CONJUNTO DE TAREAS:
**1.** Por favor, reescribe de forma más breve el párrafo del texto sobre literatura latinoamericana que comienza con "Pero ésos son, también", sin perder sus datos principales.
**2.** Contesta estas preguntas con lo que dice el texto sobre literatura latinoamericana:
(a) ¿En qué límites estrechos se entiende casi siempre el engagement?
(b) ¿Qué raíz tiene la preocupación trascendente en la obra de Onetti?
(c) ¿A qué escritor se vincula con Thomas Mann?
**3.** Prosigue el texto sobre literatura latinoamericana a partir del punto en que se interrumpe.

TEXTO A LEER:
((
Pero ésos son, también, los años de la popularización
del existencialismo (o los existencialismos) y esto bastaría
para demostrar que para el escritor el compromiso fundamental no
podía sólo ser político, o estratégico.
No es casual, por lo tanto, que mientras una buena parte de la literatura
latinoamericana se orienta hacia la estéril polémica
del engagement, entendido casi siempre en sus estrechos límites
de acicate para la acción inmediata, otros escritores más
importantes de ese período (Octavio Paz y Nicanor Parra,
Juan Carlos Onetti y José Lezama Lima, Julio Cortázar
y João Guimarães Rosa) poco o nada tengan que ver
con esos planteos elementales de la política literaria.
A pesar de profundas diferencias estéticas, en la obra de
estos escritores se revela una preocupación trascendente
que puede tener muy distintas raíces -la religión
católica en Guimarães Rosa y en Lezama Lima, el humanismo
marxista en Parra, una honda intuición de lo divino, pero
sin iglesias en Paz, el absurdo y la alienación en Onetti,
la ironía metafísica en Cortázar- pero que
en definitiva dibuja un mismo espacio de inquisición: el
destino del ser, su naturaleza secreta, su inserción en el
mundo. Éste es su entronque con las preocupaciones más
hondas de esos años, vengan de Francia con Sartre, o se remonten
un poco más lejos: al superrealismo y Breton, con sus buenas
dosis de Heidegger, en Octavio Paz; a la literatura "negra"
de Céline y Faulkner, en Onetti; a Jarry, Lautréamont
y Artaud, en Cortázar; a Thomas Mann, en Guimarães
Rosa; a Auden y los líricos ingleses de los años treinta,
en Parra; al barroco español y don Luis de Góngora,
en Lezama Lima. Pero cualquiera que sea la fuente (inmediata o remota)
))
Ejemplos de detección
((
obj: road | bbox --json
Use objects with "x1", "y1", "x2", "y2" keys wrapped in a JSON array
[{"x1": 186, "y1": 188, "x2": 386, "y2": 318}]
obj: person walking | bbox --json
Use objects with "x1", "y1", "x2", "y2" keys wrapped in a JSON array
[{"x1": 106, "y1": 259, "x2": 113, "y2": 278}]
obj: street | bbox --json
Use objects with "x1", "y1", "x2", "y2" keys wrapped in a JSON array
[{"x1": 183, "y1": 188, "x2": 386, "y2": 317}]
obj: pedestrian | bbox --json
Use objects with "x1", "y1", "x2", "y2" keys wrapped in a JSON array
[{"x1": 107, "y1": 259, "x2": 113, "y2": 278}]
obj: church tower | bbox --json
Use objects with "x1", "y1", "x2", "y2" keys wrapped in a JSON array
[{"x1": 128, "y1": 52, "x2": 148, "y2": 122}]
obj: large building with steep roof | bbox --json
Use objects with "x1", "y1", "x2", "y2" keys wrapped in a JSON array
))
RESPUESTAS DADAS:
**1.** En esos años también se popularizó el existencialismo, lo que basta para mostrar que el compromiso fundamental del escritor no podía ser solo político o estratégico.

**2.**
(a) Como acicate para la acción inmediata.
(b) El absurdo y la alienación.
(c) A João Guimarães Rosa.

**3.**
de esa inquisición, lo que caracteriza a cada uno de estos
escritores es su trascender la circunstancia inmediata del engagement
y buscar una respuesta que vincule su obra a la gran tradición
de la cultura universal.
En la obra de estos escritores el único engagement
válido es con la creación literaria. La presa que
ellos buscan en sus poemas o en sus novelas es estrictamente poética.
No es casual que en los libros principales que producen (en Blanco
como en Paradiso, en Rayuela como en Gran sertón:
veredas) lo que se cuestiona no es sólo la situación
del hombre en su mundo, tema esencial y central de esas obras, sino
también la estructura poética misma, el lenguaje en
tanto que límite y acicate de la creación, la forma
que es ya inseparable del contenido porque no hay otro acceso al
contenido que a través de y por la forma.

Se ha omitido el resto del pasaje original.